BMI: body mass index; AMP: Amputee Mobility Predictor (scored at study enrollment with subjects’ own non-microprocessor knee); NMPK: non-microprocessor knee; SAH: single-axis hydraulic; ESAR: energy storage and return; WC: wheelchair; IC: ischial containment; Quad: quadrilateral WASC: weight-activated stance control; SACH: solid ankle cushion heel; PCH: polycentric hydraulic.
Subjects S1–S4 were in the BAB group and subjects S5–S7 were in the ABA group.
Data processing
The data from the electronic walkway for each weekly session were processed using a custom program written in MATLAB® (Mathworks Inc., Natick, MA) to derive stride length (cm), instantaneous stride cadence (strides/min), step width (cm), and the percent of the gait cycle spent in early double-support and single-limb stance. Instantaneous stride cadence was calculated from individual stride times. Parameters were calculated with the prosthetic side as the lead foot. In addition to providing evidence of altered gait in prosthesis users, these parameters were selected because they are minimally affected by changes in speed, incorporate all speeds, or could be normalized to either speed or gait cycle. This limited the impact of differences in the self-selected speeds over multiple assessment sessions.18–21
For each session, the stride length–cadence relationship was calculated by plotting each stride length and cadence data pair across the three self-selected speeds and then deriving the coefficient of determination (R 2 ) of the regression line to evaluate the goodness of fit of the linear relationship. 18
Statistical analysis
The “non-overlap of all pairs” (NAP) method was used to assess differences between phases A and B (i.e. NMPK vs MPK). NAP is a non-parametric, statistical method that builds on earlier percent overlap analysis methods developed for single-subject studies and is considered a promising new approach to classic small-n analysis.11,22–24 NAP differs from previous percent overlap methods by making comparisons between each data point rather than comparisons based on summary data or selected points. In leveraging the entire data set, the calculation relates more closely to common effect size calculations providing stronger statistical support for the results than other single-subject analysis methods. 22
NAP determines the percent of data points from one phase that has larger values (ranks) than data points in adjacent phase. The final metric is the NAP percent, which is calculated in a few simple steps (Figure 1). First, each individual data point in the given phase (e.g. B, intervention) is compared to each data point in the adjacent phase (e.g. A, baseline). The score is assigned depending on whether the B point is higher (1), lower (0), or identical (0.5) to each A point (the score values can be reversed if the decrease in outcome is of interest). Next, scores for each B point are summed into a point non-overlap score and all point non-overlap scores are summed into the non-overlap total (see table in Figure 1). The non-overlap total is divided by the total number of comparisons to arrive at the NAP percent (typically reported as 50%–100%). Interpretation of the NAP percent is analogous to the area under the curve from a receiver operating characteristic curve. 22

Non-overlap of all pairs (NAP) calculation. This illustration and table provide an example of the NAP calculation between two phases A (e.g. baseline) and B (e.g. intervention). First, a comparison is made between each point in the B-phase and each point in the A-phase by assigning a value of 1 if B higher than A, 0 if B smaller than A, and 0.5 if B equals A (see the table with crosstab of all A-B pairs and the illustration for graphic comparison of B2 point to all A points). In the next step, the non-overlap for each B-phase point is determined by summing values in each row. The non-overlap total is the sum of values in the last column (12 in this case). Dividing the non-overlap total (12) by the total number of pairs (16) results in the percent of non-overlap (75% here). A larger NAP percentage indicates in this case superior results in the B-phase over the A-phase, leading to the conclusion that intervention resulted in better outcomes in comparison to baseline.

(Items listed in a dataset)
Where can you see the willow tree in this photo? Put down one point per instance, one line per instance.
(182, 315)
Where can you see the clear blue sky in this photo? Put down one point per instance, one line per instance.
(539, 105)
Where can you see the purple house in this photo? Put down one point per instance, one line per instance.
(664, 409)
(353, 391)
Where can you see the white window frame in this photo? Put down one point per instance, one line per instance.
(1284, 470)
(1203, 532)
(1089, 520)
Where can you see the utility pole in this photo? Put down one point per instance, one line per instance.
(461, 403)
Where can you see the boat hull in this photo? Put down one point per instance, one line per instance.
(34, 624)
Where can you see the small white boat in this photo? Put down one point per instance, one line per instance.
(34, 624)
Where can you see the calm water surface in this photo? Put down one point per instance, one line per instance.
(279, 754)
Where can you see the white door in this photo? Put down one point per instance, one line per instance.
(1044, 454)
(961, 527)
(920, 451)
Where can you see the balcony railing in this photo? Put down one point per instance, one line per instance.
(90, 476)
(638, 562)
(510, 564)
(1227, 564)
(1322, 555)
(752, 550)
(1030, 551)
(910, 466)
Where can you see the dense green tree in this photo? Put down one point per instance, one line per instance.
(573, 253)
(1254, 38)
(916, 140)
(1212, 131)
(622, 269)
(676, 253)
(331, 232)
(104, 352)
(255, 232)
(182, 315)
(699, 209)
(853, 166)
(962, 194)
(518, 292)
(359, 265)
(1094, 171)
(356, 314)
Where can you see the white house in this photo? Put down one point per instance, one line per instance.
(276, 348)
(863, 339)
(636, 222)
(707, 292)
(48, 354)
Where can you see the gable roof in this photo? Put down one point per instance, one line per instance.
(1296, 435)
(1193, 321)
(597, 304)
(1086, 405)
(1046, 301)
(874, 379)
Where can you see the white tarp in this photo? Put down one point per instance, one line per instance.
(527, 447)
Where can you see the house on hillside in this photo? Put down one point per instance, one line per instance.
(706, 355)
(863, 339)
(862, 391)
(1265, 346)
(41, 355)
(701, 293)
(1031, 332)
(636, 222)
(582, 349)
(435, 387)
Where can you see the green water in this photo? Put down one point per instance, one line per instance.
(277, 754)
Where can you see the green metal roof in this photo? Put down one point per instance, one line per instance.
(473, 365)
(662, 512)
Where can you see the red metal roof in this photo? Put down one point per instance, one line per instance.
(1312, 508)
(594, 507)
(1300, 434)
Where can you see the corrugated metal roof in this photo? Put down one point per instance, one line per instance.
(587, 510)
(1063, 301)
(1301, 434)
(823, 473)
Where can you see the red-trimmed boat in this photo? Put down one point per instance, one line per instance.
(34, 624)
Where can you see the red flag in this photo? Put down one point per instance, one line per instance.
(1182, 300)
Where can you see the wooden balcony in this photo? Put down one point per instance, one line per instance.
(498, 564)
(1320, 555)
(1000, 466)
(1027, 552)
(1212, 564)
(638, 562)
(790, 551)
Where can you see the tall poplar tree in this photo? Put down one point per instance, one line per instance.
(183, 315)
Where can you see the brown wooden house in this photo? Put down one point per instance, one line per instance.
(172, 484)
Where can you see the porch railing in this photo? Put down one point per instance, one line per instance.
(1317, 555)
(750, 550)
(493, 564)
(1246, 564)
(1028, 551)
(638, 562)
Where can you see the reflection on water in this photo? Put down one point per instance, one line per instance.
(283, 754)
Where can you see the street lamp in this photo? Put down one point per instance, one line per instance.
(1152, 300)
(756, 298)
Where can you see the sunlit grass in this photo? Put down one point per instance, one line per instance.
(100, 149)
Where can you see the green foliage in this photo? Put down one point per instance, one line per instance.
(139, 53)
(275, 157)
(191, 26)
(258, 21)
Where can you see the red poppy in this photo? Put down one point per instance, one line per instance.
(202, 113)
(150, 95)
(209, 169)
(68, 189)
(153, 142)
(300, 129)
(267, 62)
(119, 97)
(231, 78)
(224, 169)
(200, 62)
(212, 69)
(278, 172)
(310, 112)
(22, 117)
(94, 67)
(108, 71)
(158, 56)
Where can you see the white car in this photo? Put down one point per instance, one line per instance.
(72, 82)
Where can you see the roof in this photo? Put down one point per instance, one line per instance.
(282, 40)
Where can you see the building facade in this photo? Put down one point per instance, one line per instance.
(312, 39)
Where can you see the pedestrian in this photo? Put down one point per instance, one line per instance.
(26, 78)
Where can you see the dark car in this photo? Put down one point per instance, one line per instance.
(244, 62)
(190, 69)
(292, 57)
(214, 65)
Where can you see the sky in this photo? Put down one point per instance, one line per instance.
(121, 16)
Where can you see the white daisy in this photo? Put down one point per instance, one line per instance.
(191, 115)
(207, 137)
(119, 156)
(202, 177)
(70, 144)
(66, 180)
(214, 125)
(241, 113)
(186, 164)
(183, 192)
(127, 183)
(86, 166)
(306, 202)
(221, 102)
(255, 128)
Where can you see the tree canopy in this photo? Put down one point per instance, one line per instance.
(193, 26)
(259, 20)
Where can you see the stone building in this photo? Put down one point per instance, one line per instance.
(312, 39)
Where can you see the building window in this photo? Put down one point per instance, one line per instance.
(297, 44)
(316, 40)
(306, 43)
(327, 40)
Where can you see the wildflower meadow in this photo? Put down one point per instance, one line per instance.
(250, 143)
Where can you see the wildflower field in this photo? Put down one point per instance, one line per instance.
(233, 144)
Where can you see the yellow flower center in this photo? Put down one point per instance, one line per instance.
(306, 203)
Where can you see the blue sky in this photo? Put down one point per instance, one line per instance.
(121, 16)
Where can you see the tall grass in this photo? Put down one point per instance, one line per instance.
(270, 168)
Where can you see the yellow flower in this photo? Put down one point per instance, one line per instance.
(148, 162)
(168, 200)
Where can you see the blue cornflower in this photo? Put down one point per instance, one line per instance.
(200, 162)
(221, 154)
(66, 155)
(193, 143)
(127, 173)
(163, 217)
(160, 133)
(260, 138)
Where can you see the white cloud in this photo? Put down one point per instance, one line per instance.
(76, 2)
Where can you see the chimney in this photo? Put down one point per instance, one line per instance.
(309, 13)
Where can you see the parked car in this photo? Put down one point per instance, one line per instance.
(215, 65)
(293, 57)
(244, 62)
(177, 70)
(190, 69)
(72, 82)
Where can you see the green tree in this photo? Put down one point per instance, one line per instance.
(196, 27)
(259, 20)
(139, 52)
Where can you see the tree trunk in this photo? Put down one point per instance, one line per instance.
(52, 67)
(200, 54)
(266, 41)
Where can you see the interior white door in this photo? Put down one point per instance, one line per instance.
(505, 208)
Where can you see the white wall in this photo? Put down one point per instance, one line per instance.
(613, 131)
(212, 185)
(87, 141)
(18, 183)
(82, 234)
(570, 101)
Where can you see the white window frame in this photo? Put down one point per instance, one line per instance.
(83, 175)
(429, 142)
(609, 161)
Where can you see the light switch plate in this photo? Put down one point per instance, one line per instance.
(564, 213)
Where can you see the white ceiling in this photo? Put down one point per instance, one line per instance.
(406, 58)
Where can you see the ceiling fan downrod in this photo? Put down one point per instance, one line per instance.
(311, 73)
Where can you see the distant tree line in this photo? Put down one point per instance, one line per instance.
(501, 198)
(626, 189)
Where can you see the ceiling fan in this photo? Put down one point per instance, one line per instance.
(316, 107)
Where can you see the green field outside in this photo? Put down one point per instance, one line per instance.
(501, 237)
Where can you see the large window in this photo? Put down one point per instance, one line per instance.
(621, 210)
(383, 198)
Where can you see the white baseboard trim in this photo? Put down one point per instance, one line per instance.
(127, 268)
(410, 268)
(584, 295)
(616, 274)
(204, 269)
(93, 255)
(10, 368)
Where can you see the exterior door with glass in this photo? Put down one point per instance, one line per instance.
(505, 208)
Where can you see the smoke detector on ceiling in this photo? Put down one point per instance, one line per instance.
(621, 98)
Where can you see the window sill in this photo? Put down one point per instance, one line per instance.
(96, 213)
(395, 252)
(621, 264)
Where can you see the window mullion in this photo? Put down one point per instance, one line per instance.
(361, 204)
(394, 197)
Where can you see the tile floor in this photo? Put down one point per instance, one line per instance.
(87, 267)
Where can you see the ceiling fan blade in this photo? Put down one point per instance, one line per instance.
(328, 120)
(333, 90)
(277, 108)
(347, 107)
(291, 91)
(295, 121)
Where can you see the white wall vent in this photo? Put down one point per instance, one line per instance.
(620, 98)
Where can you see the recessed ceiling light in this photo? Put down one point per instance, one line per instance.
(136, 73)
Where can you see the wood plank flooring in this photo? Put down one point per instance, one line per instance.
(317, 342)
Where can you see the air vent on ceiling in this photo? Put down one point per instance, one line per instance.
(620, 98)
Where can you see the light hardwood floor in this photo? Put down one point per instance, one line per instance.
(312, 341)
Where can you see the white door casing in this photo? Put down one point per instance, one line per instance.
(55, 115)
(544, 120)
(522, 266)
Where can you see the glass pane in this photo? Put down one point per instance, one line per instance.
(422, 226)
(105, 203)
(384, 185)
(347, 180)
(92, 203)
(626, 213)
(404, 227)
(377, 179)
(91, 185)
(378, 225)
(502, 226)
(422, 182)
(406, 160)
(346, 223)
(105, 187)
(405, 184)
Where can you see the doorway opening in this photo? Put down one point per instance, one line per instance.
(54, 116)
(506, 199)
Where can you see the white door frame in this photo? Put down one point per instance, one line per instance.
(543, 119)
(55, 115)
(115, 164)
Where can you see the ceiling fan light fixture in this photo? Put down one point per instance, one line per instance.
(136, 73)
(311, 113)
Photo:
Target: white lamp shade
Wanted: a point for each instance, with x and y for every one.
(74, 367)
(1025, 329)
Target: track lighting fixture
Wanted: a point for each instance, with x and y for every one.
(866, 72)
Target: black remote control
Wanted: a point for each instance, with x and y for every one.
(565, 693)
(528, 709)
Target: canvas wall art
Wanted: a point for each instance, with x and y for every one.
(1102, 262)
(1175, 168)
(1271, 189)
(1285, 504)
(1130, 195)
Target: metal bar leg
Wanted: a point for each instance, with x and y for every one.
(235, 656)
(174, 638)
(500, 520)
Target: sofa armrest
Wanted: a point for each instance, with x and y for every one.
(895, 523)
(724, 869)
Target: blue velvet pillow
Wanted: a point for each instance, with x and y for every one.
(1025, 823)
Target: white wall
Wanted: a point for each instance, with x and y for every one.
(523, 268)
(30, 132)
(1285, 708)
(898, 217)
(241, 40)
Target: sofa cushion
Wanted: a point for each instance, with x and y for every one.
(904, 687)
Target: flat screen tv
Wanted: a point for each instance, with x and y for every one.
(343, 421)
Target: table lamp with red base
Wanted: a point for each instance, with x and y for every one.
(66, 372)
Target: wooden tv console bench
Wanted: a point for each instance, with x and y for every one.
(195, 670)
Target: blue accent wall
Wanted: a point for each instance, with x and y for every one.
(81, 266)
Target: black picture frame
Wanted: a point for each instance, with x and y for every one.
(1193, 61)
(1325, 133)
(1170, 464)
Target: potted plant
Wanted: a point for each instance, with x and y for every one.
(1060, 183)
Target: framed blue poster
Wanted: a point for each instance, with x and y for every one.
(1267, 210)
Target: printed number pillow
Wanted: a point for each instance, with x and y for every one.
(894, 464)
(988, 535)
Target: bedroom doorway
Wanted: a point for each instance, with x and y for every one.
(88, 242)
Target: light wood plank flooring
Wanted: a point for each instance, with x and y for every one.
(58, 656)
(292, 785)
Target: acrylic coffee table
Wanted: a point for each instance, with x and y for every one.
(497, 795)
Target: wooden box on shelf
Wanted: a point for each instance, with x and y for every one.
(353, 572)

## SET OF TASKS
**a.** Copy the part of the gait study excerpt that opens with the words containing "BMI: body mass" and closes with "PCH: polycentric hydraulic.".
**b.** Continue the gait study excerpt from its last sentence.
The records have no connection to the text.

## RESPONSES FOR EACH TASK
**a.**
BMI: body mass index; AMP: Amputee Mobility Predictor (scored at study enrollment with subjects’ own non-microprocessor knee); NMPK: non-microprocessor knee; SAH: single-axis hydraulic; ESAR: energy storage and return; WC: wheelchair; IC: ischial containment; Quad: quadrilateral WASC: weight-activated stance control; SACH: solid ankle cushion heel; PCH: polycentric hydraulic.

**b.**
The comparisons were made between all adjacent phases (e.g. B to A1 and A2) gait parameters (R2 of the stride length–cadence relationship across three speeds and, at each of three speeds, prosthetic early double-support percent, prosthetic single-support percent, and step width). In determining the comparison outcome, we rounded the stride length–cadence relationship to two decimal places and other parameters to whole integers before assigning the higher (1), lower (0), or tie (0.5) NAP score. In the BAB group, the baseline data point was treated as a standalone A-phase and compared to B1. In the ABA group, the baseline data point was added to A1 data (comprising five data points) because the subjects continued on their NMPK. Weighted NAP percent scores 23 were calculated to account for the repeated use of the middle phase in comparisons.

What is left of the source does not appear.